→ Exercise description: Can you turn the entries into a Markdown table with the columns "Row" and "Line", beginning at the line that has "For every instance of the dark" and stopping after the line that has "[(609, 506)]"? Give each line its own numbered row, skip any blank lines, and leave the pictures out.

→ Listing:
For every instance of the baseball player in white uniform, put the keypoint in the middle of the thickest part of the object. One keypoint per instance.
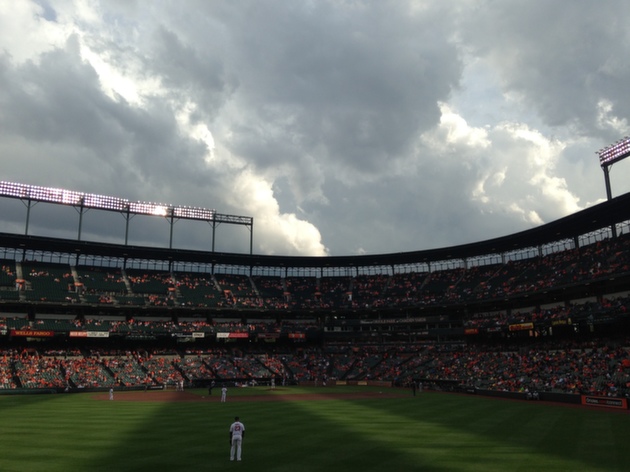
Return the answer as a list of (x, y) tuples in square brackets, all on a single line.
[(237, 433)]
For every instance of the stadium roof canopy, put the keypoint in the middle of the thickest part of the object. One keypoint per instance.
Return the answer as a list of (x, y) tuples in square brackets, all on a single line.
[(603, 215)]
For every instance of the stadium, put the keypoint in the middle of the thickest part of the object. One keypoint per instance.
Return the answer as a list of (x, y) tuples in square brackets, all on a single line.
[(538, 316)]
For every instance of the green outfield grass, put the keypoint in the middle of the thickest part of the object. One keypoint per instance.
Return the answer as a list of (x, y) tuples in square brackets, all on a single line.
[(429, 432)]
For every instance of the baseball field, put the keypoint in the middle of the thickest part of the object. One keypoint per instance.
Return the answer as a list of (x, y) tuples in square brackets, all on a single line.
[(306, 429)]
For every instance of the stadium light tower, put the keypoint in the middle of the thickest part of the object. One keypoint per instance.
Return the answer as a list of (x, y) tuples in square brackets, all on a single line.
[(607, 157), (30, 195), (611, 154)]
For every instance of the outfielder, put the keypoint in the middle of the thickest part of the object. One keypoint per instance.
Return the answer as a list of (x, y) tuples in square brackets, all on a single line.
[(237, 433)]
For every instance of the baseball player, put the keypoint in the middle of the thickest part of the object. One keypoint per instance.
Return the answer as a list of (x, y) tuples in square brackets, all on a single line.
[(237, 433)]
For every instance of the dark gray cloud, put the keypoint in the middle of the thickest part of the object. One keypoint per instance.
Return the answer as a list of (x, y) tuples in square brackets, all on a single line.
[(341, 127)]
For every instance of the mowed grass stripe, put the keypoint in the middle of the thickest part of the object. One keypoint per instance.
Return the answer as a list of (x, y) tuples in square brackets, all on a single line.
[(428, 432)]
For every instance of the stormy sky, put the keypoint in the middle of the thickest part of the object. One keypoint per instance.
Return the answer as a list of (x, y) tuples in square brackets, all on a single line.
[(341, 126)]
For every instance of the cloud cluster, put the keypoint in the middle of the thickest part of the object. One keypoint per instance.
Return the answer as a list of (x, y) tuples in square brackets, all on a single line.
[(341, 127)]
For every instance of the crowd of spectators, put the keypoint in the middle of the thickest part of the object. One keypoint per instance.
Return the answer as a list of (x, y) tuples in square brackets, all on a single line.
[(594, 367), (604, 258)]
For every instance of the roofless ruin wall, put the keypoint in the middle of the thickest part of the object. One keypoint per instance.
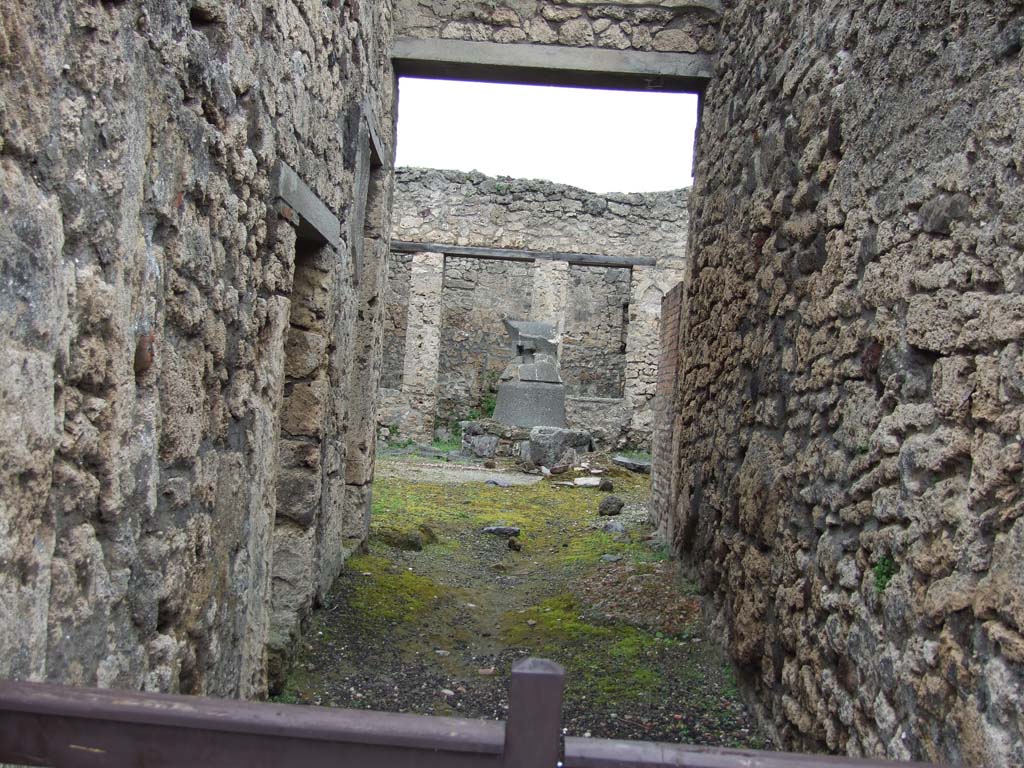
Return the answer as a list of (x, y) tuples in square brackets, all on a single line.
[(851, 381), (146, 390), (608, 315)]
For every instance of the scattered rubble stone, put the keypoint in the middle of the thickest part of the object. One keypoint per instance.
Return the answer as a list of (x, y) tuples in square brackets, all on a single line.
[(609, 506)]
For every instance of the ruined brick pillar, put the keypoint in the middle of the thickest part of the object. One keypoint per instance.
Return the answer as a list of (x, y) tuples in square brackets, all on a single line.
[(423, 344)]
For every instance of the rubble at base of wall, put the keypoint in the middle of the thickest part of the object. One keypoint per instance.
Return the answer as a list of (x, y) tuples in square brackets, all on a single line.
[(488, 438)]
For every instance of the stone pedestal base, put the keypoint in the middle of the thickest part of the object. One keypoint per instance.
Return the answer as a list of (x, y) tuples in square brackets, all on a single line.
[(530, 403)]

→ Result:
| Row | Line |
|---|---|
| 1 | For every instance of the dark gray cloud, put the keypoint in the middle of the thickest part of the object. One keypoint per instance. |
| 2 | Return the answer as a list of (x, y) tuples in square brackets, all on a single line. |
| 3 | [(341, 127)] |
| 4 | For every instance of the mowed grass stripe, put the keypoint in the middle of the thickest part of the object. One keypoint per instance. |
| 5 | Return the answer as a list of (x, y) tuples in square brackets, all on a single line. |
| 6 | [(428, 432)] |
| 7 | For every instance of the stormy sky, put the keypoint in the middle of the thickest part of the object. One keypoint per instance. |
| 8 | Return the answer as a list of (x, y) tuples in square brackets, all on a single line. |
| 9 | [(341, 126)] |
| 10 | For every instance of the cloud cluster, put the keypoint in the middle of the thickest part of the object. One keypoint per instance. |
| 11 | Return the answer as a list of (x, y) tuples in square brackets, all on a single line. |
| 12 | [(341, 127)] |
| 13 | For every instance of the crowd of spectators, put the keypoint in the middle of the thickest part of the object. One keypoint per instance. |
| 14 | Return the answer as a list of (x, y) tuples in square brackets, all on a single line. |
| 15 | [(594, 367), (604, 258)] |
| 16 | For every instance of the roofless ruin wall, put the keypoint in the middle of the thickest part of the object. One keypoint per instance. |
| 17 | Return the answer as a list of (x, y) tuples in square brackets, all on a single line. |
| 18 | [(851, 381), (146, 390), (608, 315)] |
| 19 | For every instance of the scattered rubble stone, put the keypoint in the middle of the thickest part of the object. One keypoint per instance. |
| 20 | Return the answer as a list of (x, y) tuples in square brackets, all on a single line. |
| 21 | [(609, 506)] |